Die Verordnung über den Umgang mit unbrauchbar gemachten Kriegswaffen lehrt demnach über ihren bloßen Inhalt hinaus wenigstens zweierlei: Erstens bleibt der Gesetzgeber erkennbar bemüht, auch noch in den abseitigsten Lebensbereichen das Selbstverständliche in Verordnungsform auszusprechen. Zweitens wird das, was ohnehin schon jedem klar war, für alle Fälle auch noch mit der Möglichkeit einer Ausnahmeregelung versehen. Jedermann ist eingeladen, sich „besondere Gründe“ auszudenken, die dafür sprechen könnten, einer Vierzehnjährigen den Umgang mit einer funktionsuntüchtigen Maschinenpistole zu gestatten.

**Aufgabenziel**
Bitte schreiben Sie den Textauszug über die Verordnung zu unbrauchbar gemachten Kriegswaffen vollständig und wortgetreu ab.

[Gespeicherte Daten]
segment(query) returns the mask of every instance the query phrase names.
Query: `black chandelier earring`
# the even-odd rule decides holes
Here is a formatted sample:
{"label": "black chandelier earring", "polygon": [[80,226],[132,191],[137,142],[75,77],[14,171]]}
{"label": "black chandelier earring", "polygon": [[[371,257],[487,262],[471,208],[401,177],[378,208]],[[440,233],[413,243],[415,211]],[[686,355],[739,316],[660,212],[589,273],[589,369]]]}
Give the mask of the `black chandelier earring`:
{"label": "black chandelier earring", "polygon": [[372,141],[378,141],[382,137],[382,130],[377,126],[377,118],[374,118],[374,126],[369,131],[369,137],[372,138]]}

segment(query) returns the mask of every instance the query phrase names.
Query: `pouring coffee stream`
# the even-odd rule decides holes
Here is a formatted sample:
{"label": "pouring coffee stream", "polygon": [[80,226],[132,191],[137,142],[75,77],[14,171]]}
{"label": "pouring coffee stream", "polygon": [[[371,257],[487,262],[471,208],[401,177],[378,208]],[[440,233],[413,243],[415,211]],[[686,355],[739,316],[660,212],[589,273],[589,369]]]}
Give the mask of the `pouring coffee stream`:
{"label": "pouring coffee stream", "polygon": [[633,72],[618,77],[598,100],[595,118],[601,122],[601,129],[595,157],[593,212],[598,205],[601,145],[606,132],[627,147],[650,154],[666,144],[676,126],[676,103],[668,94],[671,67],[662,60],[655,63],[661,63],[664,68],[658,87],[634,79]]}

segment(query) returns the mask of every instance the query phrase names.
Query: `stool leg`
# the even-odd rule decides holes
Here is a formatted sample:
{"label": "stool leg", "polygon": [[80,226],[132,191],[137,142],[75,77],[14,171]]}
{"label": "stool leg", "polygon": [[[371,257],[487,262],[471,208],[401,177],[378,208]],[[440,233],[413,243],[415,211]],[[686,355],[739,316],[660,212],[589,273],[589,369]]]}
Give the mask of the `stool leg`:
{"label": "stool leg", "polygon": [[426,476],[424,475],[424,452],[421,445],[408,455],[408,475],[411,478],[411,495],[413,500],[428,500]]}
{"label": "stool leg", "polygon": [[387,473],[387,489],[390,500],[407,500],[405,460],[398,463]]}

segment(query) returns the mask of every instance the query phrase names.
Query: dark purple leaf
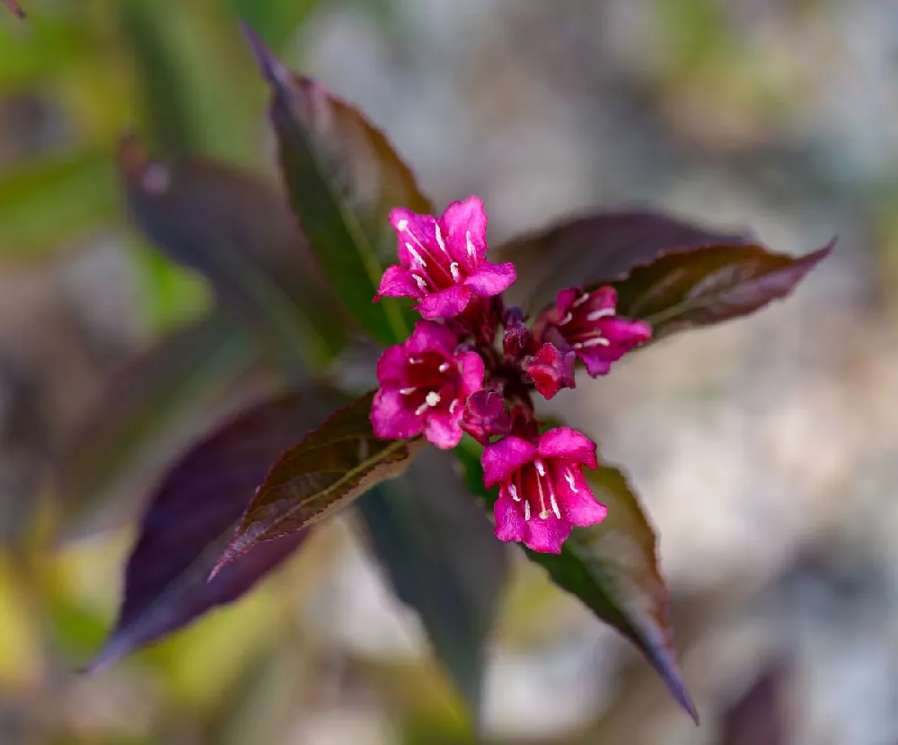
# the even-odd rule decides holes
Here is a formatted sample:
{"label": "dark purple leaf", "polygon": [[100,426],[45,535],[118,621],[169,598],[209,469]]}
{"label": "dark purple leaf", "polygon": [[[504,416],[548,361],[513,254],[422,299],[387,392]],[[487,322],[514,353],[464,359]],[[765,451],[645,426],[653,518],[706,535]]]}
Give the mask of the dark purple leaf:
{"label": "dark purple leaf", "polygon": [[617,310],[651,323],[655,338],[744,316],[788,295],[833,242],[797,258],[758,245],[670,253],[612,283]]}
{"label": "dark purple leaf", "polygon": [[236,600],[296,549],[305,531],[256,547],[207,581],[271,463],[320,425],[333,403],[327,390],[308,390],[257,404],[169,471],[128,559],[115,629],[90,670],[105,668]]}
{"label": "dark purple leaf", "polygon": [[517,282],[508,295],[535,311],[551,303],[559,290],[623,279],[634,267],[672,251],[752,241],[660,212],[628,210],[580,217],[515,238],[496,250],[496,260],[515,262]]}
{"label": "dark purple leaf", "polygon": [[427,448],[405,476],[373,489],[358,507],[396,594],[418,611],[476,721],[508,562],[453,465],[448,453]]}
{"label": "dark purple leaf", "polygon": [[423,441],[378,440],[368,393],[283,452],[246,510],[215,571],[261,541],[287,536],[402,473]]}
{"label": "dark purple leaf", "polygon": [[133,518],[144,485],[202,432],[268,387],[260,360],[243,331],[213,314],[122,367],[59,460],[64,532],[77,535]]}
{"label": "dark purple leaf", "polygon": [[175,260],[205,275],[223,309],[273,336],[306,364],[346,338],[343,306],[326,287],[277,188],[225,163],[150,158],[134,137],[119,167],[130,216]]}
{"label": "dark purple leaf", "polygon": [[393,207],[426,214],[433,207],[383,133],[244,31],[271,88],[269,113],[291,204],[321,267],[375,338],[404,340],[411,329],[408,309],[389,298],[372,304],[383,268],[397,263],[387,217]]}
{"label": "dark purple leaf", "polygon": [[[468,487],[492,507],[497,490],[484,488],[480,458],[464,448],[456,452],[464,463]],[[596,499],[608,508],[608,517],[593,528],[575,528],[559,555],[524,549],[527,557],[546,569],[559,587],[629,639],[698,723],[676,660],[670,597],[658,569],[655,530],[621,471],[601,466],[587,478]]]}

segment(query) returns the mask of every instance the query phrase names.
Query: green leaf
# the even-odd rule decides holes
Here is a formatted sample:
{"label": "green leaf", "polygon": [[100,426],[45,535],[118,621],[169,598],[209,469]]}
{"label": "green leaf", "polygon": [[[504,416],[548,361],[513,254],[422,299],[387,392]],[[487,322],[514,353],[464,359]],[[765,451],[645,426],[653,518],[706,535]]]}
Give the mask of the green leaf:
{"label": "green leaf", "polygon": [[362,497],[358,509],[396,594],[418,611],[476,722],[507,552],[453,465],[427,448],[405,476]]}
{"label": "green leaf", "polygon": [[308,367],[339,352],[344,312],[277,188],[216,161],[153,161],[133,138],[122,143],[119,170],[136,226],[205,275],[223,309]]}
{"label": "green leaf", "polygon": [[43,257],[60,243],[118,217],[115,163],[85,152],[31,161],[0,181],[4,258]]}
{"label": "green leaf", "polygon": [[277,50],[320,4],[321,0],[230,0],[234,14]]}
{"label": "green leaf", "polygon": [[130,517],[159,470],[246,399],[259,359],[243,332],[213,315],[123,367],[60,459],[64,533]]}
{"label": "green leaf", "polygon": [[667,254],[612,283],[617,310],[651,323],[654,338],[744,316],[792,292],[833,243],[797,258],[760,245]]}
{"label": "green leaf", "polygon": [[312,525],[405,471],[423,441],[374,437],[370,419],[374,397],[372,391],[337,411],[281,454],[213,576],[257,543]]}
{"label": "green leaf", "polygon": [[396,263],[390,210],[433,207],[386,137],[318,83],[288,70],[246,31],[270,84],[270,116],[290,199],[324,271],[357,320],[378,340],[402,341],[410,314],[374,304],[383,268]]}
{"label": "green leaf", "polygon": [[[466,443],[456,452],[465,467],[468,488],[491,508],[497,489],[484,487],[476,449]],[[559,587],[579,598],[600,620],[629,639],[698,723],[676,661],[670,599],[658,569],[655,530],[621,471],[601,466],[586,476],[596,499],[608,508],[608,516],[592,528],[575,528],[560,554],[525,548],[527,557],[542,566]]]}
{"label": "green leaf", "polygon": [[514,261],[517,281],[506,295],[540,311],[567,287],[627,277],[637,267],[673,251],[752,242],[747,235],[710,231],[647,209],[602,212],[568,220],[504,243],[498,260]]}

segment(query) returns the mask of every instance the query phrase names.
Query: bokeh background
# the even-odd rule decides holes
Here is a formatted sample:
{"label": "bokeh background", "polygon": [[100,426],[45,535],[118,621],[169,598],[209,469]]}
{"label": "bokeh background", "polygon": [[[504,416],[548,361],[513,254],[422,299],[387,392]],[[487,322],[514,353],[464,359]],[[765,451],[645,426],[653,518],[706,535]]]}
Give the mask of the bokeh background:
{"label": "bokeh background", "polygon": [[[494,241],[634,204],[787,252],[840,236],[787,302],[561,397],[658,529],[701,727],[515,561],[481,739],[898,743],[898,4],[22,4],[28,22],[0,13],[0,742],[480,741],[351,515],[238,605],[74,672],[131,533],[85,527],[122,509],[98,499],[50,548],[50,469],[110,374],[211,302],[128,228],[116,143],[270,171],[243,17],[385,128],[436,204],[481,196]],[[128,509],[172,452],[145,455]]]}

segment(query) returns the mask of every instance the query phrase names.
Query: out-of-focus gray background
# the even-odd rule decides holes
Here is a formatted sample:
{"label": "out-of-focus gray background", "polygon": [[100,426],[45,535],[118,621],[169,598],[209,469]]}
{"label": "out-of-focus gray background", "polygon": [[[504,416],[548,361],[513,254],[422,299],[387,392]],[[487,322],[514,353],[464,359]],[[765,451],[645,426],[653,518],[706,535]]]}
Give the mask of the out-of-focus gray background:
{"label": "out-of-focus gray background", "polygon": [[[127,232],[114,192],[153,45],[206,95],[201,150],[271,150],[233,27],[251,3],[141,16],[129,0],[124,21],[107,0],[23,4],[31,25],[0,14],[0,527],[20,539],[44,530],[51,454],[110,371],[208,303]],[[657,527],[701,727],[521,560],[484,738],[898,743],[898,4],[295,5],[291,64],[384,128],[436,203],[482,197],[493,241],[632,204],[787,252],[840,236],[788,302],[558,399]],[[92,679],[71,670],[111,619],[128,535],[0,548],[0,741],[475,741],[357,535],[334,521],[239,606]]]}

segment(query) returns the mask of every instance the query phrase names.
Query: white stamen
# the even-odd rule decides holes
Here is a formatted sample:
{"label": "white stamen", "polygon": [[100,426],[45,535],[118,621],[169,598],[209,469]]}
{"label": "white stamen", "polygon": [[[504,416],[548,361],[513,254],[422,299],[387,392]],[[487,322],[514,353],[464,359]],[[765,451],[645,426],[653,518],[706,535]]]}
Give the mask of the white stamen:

**Bearbeitete Aufgabe**
Die Verordnung über den Umgang mit unbrauchbar gemachten Kriegswaffen lehrt demnach über ihren bloßen Inhalt hinaus wenigstens zweierlei: Erstens bleibt der Gesetzgeber erkennbar bemüht, auch noch in den abseitigsten Lebensbereichen das Selbstverständliche in Verordnungsform auszusprechen. Zweitens wird das, was ohnehin schon jedem klar war, für alle Fälle auch noch mit der Möglichkeit einer Ausnahmeregelung versehen. Jedermann ist eingeladen, sich „besondere Gründe“ auszudenken, die dafür sprechen könnten, einer Vierzehnjährigen den Umgang mit einer funktionsuntüchtigen Maschinenpistole zu gestatten.